## WHAT YOU ARE ASKED TO DO
Extract every line of the records that contains the word "tile", treating uppercase and lowercase letters as distinct.

↓↓↓

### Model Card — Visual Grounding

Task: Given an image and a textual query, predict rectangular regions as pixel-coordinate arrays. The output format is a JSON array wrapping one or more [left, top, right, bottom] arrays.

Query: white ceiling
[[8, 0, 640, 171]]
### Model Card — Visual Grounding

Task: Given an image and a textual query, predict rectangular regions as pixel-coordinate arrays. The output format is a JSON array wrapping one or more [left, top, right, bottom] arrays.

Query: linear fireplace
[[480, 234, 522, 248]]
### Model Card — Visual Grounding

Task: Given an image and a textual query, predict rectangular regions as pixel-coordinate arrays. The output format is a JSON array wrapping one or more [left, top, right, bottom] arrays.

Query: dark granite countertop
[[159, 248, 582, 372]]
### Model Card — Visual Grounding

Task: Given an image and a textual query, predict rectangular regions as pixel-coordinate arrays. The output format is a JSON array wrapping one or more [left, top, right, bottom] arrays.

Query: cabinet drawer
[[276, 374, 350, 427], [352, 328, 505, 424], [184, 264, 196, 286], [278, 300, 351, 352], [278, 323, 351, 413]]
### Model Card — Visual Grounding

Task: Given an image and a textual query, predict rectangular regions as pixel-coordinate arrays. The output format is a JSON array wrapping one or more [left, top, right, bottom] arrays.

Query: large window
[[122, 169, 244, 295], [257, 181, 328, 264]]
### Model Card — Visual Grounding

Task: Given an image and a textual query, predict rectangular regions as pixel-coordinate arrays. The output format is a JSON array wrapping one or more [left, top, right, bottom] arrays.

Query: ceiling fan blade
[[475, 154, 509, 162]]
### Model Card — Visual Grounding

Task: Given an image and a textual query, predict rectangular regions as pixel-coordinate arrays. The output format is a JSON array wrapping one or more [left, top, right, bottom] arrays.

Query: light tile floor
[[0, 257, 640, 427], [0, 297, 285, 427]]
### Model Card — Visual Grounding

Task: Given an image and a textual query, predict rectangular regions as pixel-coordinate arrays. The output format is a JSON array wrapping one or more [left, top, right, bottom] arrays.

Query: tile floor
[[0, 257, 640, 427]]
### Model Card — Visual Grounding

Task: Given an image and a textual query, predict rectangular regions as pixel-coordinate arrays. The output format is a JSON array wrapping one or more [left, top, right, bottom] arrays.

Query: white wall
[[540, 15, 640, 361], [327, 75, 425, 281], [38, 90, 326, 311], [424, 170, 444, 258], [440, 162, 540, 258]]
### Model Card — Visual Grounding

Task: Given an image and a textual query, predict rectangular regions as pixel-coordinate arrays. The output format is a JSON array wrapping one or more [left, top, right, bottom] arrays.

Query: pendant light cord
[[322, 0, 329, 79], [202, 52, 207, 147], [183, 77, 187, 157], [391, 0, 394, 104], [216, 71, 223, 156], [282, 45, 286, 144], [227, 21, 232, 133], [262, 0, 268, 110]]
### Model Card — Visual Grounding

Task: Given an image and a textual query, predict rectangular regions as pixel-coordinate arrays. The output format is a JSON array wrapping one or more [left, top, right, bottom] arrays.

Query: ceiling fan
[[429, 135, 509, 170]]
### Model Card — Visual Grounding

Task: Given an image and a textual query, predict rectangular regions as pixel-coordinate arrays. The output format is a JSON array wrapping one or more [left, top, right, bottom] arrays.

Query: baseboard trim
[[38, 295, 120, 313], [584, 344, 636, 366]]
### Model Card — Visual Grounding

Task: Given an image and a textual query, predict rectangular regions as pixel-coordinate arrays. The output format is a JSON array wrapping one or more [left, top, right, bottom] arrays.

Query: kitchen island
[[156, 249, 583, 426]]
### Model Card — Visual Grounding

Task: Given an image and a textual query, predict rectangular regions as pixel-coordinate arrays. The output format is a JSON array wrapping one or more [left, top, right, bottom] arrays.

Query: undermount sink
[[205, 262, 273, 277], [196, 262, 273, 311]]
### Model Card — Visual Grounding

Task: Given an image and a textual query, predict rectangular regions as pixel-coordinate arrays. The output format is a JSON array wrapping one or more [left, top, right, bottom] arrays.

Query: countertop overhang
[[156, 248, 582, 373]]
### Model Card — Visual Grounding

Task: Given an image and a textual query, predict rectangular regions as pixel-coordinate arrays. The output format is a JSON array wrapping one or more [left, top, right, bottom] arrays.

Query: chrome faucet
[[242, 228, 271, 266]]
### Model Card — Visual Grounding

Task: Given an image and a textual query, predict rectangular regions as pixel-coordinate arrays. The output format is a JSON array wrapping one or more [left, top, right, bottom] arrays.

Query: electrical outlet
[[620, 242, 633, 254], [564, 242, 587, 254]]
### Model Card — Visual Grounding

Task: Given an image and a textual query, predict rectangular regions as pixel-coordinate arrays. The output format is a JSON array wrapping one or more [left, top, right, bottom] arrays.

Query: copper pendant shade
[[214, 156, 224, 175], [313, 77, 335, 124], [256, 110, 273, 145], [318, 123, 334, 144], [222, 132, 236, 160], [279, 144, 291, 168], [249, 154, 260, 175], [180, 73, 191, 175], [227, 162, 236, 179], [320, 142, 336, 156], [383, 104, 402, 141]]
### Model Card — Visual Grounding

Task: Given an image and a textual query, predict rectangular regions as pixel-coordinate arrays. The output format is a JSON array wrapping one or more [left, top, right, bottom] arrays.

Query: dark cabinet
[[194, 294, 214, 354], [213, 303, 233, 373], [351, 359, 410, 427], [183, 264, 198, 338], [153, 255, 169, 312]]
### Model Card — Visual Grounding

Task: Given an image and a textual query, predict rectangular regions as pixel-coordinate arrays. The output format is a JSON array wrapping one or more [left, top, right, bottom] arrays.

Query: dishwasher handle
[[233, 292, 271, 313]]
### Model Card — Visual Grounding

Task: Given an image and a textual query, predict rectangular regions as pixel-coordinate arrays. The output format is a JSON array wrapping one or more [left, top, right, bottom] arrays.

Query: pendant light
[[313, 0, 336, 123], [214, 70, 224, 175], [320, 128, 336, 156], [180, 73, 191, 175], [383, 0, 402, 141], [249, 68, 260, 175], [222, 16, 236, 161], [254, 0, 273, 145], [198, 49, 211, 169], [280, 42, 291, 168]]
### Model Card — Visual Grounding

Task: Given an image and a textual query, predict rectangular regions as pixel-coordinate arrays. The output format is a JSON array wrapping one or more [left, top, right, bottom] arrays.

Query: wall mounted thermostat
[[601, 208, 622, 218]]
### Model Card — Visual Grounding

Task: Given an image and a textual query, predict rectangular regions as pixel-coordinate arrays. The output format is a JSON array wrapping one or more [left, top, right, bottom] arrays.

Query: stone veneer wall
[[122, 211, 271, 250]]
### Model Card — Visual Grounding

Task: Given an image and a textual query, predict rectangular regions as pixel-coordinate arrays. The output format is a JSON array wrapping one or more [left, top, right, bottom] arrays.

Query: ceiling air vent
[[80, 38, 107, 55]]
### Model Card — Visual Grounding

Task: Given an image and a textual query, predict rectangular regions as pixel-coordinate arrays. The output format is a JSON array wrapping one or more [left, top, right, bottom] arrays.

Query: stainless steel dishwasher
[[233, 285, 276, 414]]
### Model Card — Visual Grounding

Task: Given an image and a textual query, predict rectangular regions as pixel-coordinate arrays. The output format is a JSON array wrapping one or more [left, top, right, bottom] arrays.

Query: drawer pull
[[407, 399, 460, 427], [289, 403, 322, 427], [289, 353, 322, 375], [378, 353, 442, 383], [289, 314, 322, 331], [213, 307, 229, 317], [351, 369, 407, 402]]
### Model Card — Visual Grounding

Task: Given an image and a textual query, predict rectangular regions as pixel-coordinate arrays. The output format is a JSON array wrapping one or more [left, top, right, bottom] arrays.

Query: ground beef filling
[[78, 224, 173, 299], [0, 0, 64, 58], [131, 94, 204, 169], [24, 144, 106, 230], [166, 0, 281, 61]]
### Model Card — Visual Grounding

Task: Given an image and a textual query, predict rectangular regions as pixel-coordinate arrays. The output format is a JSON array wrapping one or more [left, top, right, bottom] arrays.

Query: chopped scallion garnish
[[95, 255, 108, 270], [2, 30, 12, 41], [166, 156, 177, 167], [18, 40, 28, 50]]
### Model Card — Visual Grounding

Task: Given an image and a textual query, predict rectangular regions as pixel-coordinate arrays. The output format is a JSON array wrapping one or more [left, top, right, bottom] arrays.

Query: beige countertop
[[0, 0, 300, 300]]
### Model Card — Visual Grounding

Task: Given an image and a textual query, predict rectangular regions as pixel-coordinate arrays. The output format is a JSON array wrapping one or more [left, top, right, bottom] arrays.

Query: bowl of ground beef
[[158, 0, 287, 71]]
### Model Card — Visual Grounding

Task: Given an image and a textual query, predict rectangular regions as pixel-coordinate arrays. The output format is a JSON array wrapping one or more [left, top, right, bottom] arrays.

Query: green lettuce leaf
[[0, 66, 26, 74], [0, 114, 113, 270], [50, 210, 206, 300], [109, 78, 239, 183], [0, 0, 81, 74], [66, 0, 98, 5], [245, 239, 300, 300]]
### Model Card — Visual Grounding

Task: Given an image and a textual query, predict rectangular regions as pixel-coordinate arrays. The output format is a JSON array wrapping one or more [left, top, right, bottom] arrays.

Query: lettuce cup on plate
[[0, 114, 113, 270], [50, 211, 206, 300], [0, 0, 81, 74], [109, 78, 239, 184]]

↑↑↑

## ANSWER FOR THIS EXERCISE
Query: light tile floor
Query: tile floor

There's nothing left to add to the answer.